▶ [PROBLEMA PLANTEADO]: Por favor, localiza en las filas de abajo cada línea que contenga la palabra "distant" y cópiala.

▶ [DATOS PROPORCIONADOS]:

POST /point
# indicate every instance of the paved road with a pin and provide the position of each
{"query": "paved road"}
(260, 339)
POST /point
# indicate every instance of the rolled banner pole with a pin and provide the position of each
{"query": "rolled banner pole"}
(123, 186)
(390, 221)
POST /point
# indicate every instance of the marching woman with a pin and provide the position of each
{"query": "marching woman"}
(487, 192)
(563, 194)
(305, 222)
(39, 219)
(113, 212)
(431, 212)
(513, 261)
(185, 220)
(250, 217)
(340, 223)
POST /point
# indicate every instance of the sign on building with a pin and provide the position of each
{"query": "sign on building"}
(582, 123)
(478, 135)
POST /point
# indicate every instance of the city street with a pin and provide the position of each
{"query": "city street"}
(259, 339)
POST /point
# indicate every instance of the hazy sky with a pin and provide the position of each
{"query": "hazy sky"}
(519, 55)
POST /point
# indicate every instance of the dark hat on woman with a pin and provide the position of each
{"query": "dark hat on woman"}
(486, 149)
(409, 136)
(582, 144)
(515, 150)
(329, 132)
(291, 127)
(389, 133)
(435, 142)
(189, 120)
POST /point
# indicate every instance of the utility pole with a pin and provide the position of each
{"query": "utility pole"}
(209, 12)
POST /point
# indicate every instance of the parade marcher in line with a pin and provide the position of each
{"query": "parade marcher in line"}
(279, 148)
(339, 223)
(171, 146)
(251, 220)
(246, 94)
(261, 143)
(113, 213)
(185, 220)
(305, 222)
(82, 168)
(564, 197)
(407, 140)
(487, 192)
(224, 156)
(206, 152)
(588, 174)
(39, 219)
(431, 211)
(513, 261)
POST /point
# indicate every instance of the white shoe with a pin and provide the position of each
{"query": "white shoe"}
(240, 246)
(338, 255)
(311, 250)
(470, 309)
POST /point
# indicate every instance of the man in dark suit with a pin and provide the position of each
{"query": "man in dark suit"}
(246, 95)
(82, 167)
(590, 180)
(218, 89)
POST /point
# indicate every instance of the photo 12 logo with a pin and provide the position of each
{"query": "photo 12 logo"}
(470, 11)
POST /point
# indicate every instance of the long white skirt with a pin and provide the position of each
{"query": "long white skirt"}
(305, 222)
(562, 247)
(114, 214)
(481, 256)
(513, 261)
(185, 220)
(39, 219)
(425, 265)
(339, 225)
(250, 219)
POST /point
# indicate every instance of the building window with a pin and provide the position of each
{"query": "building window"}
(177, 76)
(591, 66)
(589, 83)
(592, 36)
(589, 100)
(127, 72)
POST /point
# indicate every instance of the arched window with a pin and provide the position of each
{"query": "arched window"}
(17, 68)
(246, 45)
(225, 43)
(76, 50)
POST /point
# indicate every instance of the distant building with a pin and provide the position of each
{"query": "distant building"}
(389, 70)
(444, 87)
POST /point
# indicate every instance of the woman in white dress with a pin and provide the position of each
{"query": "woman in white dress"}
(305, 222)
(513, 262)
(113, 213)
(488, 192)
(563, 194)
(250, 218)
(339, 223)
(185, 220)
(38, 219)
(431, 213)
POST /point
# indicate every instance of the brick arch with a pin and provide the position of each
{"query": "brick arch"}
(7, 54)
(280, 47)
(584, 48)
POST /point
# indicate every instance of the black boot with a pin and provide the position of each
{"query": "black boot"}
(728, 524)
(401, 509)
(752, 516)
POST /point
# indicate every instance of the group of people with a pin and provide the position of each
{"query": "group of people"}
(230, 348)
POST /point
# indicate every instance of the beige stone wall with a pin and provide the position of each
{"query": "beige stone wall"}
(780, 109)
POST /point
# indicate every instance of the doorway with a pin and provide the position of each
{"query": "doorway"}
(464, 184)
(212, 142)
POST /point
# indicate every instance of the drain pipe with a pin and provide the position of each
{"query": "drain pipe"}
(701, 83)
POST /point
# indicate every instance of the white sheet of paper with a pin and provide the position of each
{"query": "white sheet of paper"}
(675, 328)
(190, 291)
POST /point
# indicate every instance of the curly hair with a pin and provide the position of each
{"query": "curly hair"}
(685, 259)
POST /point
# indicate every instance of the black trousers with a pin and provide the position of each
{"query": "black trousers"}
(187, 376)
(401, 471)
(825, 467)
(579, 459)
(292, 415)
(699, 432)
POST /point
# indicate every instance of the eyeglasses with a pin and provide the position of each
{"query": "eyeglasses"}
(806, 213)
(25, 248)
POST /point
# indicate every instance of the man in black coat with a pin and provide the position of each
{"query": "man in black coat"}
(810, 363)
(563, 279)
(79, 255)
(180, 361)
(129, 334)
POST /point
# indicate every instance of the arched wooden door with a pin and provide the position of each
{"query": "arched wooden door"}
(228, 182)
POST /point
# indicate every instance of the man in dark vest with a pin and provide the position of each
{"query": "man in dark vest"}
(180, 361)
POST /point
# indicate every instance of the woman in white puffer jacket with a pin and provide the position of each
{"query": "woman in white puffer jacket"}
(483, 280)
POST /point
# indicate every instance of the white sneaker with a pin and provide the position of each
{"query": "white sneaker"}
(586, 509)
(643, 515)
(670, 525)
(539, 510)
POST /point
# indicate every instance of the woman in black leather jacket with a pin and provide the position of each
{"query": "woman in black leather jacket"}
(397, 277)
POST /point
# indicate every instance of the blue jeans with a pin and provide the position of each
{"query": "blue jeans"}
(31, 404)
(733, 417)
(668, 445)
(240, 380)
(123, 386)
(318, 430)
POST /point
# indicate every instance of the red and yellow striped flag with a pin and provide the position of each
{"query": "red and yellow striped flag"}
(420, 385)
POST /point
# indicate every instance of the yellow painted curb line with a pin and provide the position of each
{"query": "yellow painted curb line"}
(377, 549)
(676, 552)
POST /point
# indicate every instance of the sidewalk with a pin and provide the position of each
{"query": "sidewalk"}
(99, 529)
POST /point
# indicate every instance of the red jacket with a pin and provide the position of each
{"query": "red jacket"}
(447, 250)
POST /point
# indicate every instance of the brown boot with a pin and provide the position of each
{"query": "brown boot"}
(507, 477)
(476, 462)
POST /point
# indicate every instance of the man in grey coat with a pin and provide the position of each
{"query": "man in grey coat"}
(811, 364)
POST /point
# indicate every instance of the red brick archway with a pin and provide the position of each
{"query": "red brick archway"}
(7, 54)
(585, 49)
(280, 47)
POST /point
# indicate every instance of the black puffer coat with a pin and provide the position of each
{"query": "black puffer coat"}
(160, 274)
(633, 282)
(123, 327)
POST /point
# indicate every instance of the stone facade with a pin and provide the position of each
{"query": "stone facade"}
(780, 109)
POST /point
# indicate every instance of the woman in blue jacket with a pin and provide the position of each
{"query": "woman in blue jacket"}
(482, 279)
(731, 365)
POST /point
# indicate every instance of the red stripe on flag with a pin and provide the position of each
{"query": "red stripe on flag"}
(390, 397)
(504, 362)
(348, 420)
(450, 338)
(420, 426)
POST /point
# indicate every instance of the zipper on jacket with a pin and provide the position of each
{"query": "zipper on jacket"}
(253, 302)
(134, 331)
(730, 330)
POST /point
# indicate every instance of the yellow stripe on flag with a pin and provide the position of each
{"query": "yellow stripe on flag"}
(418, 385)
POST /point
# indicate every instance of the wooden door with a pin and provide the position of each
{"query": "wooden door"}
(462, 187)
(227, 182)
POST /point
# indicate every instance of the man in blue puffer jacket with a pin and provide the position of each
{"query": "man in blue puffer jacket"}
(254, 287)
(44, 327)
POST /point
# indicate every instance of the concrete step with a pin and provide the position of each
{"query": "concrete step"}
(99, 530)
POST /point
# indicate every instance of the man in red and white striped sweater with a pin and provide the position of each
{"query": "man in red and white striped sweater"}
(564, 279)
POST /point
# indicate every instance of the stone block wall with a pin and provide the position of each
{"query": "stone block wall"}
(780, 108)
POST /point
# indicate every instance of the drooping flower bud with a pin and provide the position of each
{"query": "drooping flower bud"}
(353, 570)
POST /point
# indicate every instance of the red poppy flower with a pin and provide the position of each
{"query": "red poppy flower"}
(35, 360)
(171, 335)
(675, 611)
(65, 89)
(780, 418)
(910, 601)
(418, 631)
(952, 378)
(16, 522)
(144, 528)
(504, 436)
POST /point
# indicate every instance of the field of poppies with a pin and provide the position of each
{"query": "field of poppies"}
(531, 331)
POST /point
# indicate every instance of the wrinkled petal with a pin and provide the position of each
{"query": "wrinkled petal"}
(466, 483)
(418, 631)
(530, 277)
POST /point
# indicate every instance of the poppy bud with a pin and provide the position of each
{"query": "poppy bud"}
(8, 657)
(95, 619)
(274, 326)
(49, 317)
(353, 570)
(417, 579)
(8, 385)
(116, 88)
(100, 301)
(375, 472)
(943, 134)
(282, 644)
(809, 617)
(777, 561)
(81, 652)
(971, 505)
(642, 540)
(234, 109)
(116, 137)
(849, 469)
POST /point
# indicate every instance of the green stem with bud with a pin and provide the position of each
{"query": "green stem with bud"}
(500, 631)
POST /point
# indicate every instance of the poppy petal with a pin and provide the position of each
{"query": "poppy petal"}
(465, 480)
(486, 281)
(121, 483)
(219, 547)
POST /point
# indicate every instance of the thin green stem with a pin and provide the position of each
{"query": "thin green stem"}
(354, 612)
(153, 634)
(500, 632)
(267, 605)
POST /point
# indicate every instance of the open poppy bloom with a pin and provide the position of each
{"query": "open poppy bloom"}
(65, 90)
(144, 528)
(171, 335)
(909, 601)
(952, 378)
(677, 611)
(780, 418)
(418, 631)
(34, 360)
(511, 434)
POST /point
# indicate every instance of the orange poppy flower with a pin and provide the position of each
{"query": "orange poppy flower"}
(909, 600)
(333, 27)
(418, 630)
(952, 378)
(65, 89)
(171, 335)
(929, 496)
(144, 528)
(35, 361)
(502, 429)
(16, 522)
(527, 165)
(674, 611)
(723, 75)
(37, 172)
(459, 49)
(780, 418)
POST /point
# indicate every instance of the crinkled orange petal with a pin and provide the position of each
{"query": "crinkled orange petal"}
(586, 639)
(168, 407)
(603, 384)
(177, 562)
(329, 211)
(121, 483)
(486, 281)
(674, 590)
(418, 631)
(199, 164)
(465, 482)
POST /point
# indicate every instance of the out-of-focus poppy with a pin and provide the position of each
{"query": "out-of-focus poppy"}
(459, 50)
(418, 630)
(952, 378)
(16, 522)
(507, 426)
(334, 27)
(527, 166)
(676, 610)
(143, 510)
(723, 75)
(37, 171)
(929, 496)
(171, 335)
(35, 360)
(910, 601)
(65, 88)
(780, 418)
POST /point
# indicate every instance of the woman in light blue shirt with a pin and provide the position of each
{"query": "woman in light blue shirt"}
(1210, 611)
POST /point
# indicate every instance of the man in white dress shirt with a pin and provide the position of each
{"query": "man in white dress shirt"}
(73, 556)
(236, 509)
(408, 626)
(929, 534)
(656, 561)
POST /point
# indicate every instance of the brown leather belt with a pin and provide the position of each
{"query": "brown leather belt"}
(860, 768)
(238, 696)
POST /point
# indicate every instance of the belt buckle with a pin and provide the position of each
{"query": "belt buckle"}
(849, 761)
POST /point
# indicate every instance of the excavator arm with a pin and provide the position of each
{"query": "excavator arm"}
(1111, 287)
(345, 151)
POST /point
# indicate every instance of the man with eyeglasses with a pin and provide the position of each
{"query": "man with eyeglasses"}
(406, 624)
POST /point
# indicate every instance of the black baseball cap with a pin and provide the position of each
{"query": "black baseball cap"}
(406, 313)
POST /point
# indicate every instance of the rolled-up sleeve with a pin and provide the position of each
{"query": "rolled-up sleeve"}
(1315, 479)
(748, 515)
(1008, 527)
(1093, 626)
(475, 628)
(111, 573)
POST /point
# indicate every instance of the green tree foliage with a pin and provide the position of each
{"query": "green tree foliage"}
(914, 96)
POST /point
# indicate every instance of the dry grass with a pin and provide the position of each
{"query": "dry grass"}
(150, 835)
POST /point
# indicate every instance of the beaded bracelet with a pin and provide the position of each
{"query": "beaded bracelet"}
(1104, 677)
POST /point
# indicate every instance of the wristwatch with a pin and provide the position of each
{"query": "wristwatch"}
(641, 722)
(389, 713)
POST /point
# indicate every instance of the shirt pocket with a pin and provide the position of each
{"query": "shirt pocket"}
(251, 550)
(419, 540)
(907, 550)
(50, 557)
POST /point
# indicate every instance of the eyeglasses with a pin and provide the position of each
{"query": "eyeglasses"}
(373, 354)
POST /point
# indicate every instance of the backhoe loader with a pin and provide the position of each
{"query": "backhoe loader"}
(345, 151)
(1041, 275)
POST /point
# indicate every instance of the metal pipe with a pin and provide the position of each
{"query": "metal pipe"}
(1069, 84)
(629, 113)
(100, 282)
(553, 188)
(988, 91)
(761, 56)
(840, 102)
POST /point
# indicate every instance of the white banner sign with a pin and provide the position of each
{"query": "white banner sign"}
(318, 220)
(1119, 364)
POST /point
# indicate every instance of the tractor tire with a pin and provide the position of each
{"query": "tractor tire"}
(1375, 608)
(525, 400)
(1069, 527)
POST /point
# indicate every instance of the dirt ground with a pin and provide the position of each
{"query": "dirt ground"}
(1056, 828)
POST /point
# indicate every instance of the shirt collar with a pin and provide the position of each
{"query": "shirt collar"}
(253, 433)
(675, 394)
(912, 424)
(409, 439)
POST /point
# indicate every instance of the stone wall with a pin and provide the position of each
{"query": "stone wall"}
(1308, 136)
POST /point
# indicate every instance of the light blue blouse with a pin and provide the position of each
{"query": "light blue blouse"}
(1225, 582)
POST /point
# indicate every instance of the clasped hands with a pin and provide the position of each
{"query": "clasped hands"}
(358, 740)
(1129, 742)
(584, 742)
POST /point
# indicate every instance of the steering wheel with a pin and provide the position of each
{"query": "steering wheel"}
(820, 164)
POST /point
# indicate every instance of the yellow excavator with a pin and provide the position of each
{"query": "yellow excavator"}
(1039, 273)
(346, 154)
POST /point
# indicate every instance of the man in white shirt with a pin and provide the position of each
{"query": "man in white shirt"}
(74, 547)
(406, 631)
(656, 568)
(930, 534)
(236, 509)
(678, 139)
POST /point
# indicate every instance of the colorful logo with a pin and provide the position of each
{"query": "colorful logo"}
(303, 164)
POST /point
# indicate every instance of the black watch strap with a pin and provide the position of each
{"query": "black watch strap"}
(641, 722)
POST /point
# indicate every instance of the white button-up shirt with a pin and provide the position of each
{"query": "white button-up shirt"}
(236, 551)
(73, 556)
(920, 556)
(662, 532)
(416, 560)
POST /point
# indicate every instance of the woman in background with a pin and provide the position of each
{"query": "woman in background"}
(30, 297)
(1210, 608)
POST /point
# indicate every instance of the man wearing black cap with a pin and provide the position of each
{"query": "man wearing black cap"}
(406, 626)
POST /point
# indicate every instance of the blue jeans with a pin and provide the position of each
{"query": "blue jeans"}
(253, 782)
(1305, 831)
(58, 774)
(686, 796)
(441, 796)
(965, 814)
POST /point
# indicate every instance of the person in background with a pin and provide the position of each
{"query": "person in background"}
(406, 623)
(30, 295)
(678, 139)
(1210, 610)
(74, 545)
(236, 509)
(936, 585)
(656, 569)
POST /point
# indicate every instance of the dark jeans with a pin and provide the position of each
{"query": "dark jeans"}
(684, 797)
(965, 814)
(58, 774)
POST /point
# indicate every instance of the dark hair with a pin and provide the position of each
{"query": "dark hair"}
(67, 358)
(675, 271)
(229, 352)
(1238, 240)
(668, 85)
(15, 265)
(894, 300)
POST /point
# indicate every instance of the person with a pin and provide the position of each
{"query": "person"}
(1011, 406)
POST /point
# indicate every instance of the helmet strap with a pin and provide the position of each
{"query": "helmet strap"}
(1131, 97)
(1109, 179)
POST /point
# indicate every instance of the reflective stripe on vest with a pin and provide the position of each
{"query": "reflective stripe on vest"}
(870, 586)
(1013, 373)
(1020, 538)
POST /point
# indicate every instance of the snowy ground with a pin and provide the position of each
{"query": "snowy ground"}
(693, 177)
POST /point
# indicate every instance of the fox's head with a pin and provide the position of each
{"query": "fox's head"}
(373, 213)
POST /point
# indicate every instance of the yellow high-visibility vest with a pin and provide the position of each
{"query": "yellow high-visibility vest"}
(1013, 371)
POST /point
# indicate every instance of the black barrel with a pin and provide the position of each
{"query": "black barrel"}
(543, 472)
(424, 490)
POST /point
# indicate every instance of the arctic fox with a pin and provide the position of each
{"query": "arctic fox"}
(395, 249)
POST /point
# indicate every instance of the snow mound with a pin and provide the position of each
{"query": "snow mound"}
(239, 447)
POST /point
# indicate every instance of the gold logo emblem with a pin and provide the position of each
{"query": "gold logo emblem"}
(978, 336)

▶ [RESPUESTA A LA TAREA]:
# indicate every instance of the distant building with a pin and provide the position of each
{"query": "distant building"}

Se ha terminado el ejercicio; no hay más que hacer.